── DATA ──
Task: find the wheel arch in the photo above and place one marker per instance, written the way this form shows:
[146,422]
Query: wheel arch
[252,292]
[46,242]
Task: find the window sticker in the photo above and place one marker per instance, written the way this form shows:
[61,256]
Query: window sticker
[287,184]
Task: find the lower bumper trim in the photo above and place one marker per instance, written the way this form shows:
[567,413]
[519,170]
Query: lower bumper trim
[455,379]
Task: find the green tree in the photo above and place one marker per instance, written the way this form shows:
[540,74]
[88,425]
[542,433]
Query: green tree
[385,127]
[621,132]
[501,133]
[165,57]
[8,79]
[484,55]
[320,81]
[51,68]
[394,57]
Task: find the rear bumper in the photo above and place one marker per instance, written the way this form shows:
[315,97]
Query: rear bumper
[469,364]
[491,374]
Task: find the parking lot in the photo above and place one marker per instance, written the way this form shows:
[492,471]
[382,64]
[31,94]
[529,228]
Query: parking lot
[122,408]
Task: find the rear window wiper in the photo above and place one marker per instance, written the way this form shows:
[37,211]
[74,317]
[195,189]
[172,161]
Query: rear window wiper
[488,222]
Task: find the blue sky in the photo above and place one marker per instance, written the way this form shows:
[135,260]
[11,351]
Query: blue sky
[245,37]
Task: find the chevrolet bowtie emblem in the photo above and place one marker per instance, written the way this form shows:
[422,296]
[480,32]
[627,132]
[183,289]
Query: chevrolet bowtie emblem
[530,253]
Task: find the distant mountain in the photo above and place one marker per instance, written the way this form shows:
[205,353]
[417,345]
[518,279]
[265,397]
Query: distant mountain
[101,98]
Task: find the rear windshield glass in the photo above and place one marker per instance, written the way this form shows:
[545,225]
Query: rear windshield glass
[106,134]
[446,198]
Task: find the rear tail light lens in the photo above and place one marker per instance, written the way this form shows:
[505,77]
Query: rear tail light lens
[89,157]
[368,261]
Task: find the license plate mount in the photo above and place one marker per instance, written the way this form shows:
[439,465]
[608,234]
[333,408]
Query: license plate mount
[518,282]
───
▶ _WRITTEN REQUEST_: Shift each answer coordinate by adding 56 to both of its numbers, and write out again every line of the data from the line with "Task: find the rear tail" up to and including the final line of the data. Copy all other lines in that stretch unchanged.

▶ _ANSWER FOR THIS EXERCISE_:
Task: find the rear tail light lens in the photo above and place one marker per instance, written the way this form shows:
[505,77]
Query: rear tail light lens
[145,213]
[424,317]
Task: find the license plate mount in the photo above and place one marker per instance, written the way this form shows:
[439,465]
[608,234]
[333,408]
Query: license plate mount
[574,338]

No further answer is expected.